La emperatriz Isabel de Portugal entró en Sevilla, montando un caballo lujosamente ataviado, por la puerta de la Macarena. Aún no conocía a su joven esposo el rey Carlos I. Las capitulaciones matrimoniales se habían firmado el 17 de octubre de 1525 en Torres Novas una vez disuelto el previo compromiso del emperador con su prima hermana María Tudor. La dote de la princesa se fijó en la fabulosa cantidad de 900.000 doblas castellanas. La boda por poderes se celebró por dos veces en el palacio de Almeirim pues la dispensa papal por parentesco no fue suficiente. En la primera ceremonia de esponsales que tuvo lugar el día de Todos los Santos oficiada por el obispo de Lamego, el embajador y procurador Carlos Popet recibió a la infanta en nombre del emperador. Se procedió, a continuación, al besamanos y al sarao que duró hasta después de la media noche:
e dançarao nella a rainha com a emperatriz, e el rey con donna Ana de Tauora e os infantes dom Luis e dom Fernando com as damas de que mais se contentarao
Obtenida nueva dispensa de Clemente VII se repitió la boda el 20 de enero de 1526 de nuevo con festejos y posiblemente la representación de la comedia Don Duardos de Gil Vicente. El amor es el tema que articula esta pieza cortesana encarnado en tres parejas que representan otras tantas formas del noble sentimiento humano.

■ Objetivo de la tarea ■
Transcriba de forma íntegra y literal el texto proporcionado, incluida la cita en portugués. El listado no hace falta para resolver lo que se solicita.

■ Datos suministrados ■
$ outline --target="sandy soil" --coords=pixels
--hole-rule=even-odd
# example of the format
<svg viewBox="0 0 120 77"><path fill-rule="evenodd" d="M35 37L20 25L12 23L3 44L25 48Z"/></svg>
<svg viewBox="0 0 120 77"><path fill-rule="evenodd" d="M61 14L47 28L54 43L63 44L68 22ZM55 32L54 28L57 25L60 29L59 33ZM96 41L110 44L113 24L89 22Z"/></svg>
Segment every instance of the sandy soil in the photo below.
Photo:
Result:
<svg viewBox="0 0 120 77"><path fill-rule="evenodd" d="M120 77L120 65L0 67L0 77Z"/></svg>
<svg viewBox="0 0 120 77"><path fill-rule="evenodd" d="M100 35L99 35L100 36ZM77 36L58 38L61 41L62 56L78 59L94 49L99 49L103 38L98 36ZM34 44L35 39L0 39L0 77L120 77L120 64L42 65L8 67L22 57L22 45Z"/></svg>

■ Respuesta ■
La emperatriz Isabel de Portugal entró en Sevilla, montando un caballo lujosamente ataviado, por la puerta de la Macarena. Aún no conocía a su joven esposo el rey Carlos I. Las capitulaciones matrimoniales se habían firmado el 17 de octubre de 1525 en Torres Novas una vez disuelto el previo compromiso del emperador con su prima hermana María Tudor. La dote de la princesa se fijó en la fabulosa cantidad de 900.000 doblas castellanas. La boda por poderes se celebró por dos veces en el palacio de Almeirim pues la dispensa papal por parentesco no fue suficiente. En la primera ceremonia de esponsales que tuvo lugar el día de Todos los Santos oficiada por el obispo de Lamego, el embajador y procurador Carlos Popet recibió a la infanta en nombre del emperador. Se procedió, a continuación, al besamanos y al sarao que duró hasta después de la media noche:
e dançarao nella a rainha com a emperatriz, e el rey con donna Ana de Tauora e os infantes dom Luis e dom Fernando com as damas de que mais se contentarao
Obtenida nueva dispensa de Clemente VII se repitió la boda el 20 de enero de 1526 de nuevo con festejos y posiblemente la representación de la comedia Don Duardos de Gil Vicente. El amor es el tema que articula esta pieza cortesana encarnado en tres parejas que representan otras tantas formas del noble sentimiento humano.